Please arrange the part of the items that opens at their start and closes with the line containing "Within one instance, the" as a JSON list of strings, one string per line, with blank lines left out.

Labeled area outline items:
● ● ● ● ●

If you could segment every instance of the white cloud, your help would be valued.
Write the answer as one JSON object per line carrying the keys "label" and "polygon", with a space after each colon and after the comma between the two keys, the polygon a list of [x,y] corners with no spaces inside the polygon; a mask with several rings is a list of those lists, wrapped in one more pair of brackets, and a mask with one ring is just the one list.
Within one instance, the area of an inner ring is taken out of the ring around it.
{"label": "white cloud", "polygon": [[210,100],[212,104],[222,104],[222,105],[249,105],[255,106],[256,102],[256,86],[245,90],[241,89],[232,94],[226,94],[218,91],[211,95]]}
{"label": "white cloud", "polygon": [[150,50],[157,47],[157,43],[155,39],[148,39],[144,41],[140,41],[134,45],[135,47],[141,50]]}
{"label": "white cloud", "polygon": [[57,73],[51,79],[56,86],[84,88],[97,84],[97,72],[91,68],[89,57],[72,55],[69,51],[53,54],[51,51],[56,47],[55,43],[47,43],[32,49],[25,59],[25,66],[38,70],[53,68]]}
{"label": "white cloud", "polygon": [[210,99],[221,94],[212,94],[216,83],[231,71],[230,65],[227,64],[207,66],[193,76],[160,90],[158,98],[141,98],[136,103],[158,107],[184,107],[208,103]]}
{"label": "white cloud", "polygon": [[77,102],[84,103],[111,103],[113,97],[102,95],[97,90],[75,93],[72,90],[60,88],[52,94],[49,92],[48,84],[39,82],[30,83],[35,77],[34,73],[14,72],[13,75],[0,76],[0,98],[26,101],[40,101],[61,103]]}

● ● ● ● ●

■ Expected output
[
  "If you could segment every instance of the white cloud, your help would be valued.",
  "Write the answer as one JSON object per line carrying the keys \"label\" and \"polygon\", with a space after each colon and after the comma between the two keys, the polygon a list of [x,y] corners with no spaces inside the polygon; a mask with several rings is a list of those lists, wrapped in one more pair of brackets, and a mask with one ring is just the one list.",
  "Within one instance, the area of an inner ring is taken out of the ring around it."
]